-- Begin --

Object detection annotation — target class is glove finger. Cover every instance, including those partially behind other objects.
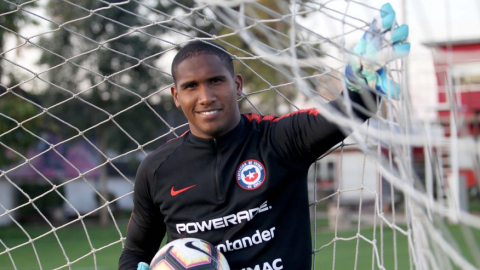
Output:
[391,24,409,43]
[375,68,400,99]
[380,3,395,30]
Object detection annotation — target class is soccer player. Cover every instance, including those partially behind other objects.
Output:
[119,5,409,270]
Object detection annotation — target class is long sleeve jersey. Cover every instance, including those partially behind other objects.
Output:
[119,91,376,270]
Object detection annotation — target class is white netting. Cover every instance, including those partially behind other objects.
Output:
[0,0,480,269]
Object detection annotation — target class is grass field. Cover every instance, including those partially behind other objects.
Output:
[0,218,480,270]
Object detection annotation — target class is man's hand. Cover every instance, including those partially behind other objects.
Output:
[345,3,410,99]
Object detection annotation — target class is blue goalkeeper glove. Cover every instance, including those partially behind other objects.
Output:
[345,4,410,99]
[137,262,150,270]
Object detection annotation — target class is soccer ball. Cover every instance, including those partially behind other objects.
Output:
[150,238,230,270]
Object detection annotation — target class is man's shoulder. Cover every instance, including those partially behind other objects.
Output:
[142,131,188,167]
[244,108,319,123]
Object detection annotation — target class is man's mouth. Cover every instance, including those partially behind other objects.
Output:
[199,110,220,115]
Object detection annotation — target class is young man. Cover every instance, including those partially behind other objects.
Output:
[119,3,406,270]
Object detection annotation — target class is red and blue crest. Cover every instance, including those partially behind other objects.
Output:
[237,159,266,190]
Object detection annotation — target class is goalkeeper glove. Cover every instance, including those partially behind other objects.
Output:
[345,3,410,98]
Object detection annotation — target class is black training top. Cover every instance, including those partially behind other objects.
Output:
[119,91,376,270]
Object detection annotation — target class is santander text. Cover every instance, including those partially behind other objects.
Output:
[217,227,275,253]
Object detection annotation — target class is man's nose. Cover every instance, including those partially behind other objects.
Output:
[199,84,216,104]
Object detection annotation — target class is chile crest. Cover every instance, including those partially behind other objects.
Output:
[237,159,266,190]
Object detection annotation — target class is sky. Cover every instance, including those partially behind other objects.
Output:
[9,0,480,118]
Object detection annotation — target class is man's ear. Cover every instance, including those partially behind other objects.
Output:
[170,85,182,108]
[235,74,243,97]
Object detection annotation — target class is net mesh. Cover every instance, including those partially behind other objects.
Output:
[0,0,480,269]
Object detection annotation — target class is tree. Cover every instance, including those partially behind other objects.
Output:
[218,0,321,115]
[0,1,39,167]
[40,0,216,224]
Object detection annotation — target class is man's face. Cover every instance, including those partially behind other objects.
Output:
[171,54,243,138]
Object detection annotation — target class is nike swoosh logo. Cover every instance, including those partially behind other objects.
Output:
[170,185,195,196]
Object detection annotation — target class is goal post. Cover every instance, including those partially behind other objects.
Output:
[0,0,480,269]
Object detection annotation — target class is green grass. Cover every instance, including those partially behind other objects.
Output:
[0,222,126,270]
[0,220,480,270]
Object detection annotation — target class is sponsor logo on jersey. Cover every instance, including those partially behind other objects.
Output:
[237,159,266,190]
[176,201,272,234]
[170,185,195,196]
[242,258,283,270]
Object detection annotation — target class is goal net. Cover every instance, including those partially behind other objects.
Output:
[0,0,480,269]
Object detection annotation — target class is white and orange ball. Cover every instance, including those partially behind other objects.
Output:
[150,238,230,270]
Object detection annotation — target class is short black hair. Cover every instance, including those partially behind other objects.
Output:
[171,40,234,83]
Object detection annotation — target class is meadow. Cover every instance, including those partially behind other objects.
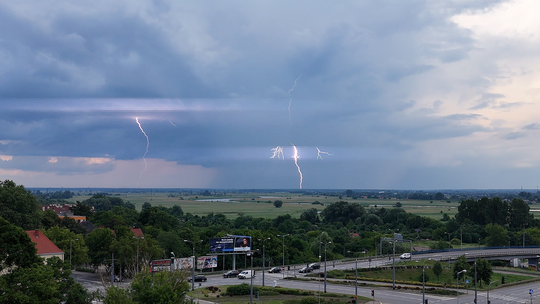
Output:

-- End --

• _Requirement_: Select and copy every line in the entries above that contains the string "black". Matches must have the same case.

• _Finished answer_:
Object detection annotation — target class is black training top. Cover every instance, including those partially behind other objects.
Object detection annotation — target class is short black hair. Cover every instance, including those partially behind other objects.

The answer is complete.